++++ SOURCE EXTRACT

Wenatchee Valley College received a federal grant in 1968, which brought three professional artists to the college, one of whom was musician Dr. Malcolm Seagrave. The Wenatchee Valley College, led by President Dr. William Steward, hired Seagrave that year with the desire to have him lead a full symphony. An orchestra board of directors was selected and charged with managing and raising funds. They got community sponsors for every program and organized as a non-profit entity in 1970. A full symphony repertoire was now possible.

In 1970 the symphony made arrangements to play in the Liberty Theater, with its first concert on November 1st. When the new Wenatchee High School opened in the fall of 1972, its 900-seat auditorium became home for the symphony concerts. 

The 1970’s were memorable not only for the musicianship of Dr. Malcolm Seagrave, but for the addition of Camilla Wicks, concert violinist, who became the symphony’s concertmaster in 1972. She made a profound impression, and Dr. Seagrave commented that her presence had moved the orchestra years ahead in its musical development. She played with the orchestra for three seasons.

  • 1947-1968: Dr. George Bower

The Wenatchee Valley Symphony Orchestra had a quiet beginning, when a group of musicians gathered in the first location of the Wenatchee Junior College, situated in the Ellison Junior High School building. The year was 1947, just eight years after the founding of the college.

++++++++
++++ DATA SUPPLIED

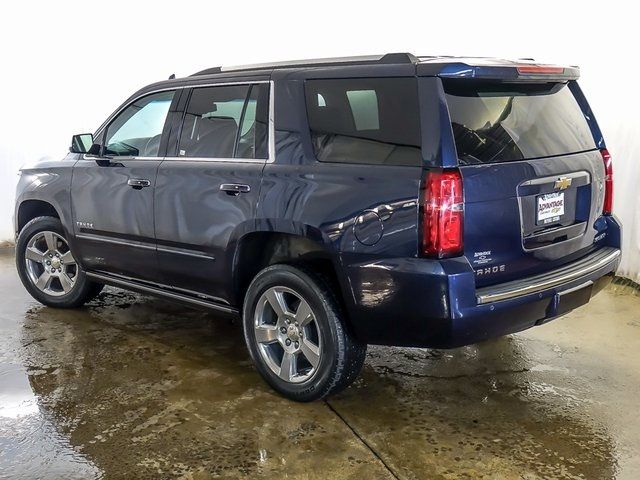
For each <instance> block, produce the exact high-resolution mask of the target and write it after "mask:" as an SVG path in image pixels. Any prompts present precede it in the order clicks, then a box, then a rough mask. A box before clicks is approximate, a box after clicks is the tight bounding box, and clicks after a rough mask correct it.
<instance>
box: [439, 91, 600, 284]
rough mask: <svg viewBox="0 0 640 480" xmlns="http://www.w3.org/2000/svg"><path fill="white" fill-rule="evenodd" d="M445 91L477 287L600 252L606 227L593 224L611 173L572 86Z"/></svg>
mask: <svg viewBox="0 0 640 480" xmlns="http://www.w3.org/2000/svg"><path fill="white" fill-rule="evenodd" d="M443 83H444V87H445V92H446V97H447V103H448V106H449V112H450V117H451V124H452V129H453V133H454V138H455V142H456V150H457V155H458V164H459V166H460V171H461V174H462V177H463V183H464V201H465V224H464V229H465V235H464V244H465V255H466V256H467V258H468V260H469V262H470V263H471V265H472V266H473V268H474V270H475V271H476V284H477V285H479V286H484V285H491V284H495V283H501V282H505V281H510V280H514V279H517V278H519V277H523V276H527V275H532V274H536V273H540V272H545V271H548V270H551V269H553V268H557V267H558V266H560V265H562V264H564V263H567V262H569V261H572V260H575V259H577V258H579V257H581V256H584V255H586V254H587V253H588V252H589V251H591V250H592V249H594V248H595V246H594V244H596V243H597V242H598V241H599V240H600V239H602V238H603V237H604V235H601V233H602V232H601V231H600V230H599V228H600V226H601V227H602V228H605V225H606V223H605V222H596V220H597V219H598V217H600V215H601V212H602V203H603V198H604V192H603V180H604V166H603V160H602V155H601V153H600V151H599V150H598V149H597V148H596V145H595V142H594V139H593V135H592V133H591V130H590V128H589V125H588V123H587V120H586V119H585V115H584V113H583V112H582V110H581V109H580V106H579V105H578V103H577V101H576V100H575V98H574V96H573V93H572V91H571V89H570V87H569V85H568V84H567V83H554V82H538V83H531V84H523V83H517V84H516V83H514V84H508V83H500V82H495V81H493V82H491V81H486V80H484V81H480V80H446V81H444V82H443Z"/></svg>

++++++++
++++ DATA SUPPLIED

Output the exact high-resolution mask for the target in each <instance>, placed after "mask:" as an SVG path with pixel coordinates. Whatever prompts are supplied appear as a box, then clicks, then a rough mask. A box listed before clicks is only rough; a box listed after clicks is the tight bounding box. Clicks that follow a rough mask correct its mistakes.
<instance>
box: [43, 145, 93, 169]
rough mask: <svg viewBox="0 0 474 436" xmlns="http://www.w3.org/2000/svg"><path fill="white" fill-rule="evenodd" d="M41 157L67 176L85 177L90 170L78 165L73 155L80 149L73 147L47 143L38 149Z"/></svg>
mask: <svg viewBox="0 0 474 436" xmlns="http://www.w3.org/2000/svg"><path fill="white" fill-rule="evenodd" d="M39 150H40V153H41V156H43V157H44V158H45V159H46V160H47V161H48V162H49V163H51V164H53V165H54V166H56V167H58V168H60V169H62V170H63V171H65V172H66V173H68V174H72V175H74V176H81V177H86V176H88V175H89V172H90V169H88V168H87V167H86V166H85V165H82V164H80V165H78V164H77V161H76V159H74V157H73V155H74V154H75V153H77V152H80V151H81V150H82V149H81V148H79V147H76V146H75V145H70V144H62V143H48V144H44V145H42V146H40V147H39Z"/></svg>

++++++++

▶ INSTRUCTIONS
A) In the records, change "rough mask" to "coarse mask" in the lines from the one with "For each <instance>" up to and including the one with "box: [439, 91, 600, 284]", and return only those lines.
B) Write the next part of the symphony history, picking up after its final sentence.

▶ SOLVED TASKS
A)
For each <instance> block, produce the exact high-resolution mask of the target and write it after "mask:" as an SVG path in image pixels. Any prompts present precede it in the order clicks, then a box, then a coarse mask. A box before clicks is approximate, a box after clicks is the tight bounding box, and clicks after a coarse mask correct it.
<instance>
box: [439, 91, 600, 284]

B)
One of the musicians, violinist Arlene Trotter, recalls that less than twenty musicians took part in those early years.

George Bower was the high school music teacher leading the group, which he named the Wenatchee Civic Orchestra. It performed free concerts in the Liberty Theater. The college moved to the Fifth Street campus, and hired Bower to run its music in 1954. He continued to lead the small group and their occasional free performances to sparse audiences.

Wenatchee Valley College received a $59,000 federal grant in 1968, which brought three professional artists to three community colleges: Yakima, Tri-Cities, and Wenatchee. They were drama instructor Lawrence Tucker and musicians Brooke Creswell and Dr. Malcolm Seagrave, each to serve one quarter at each school.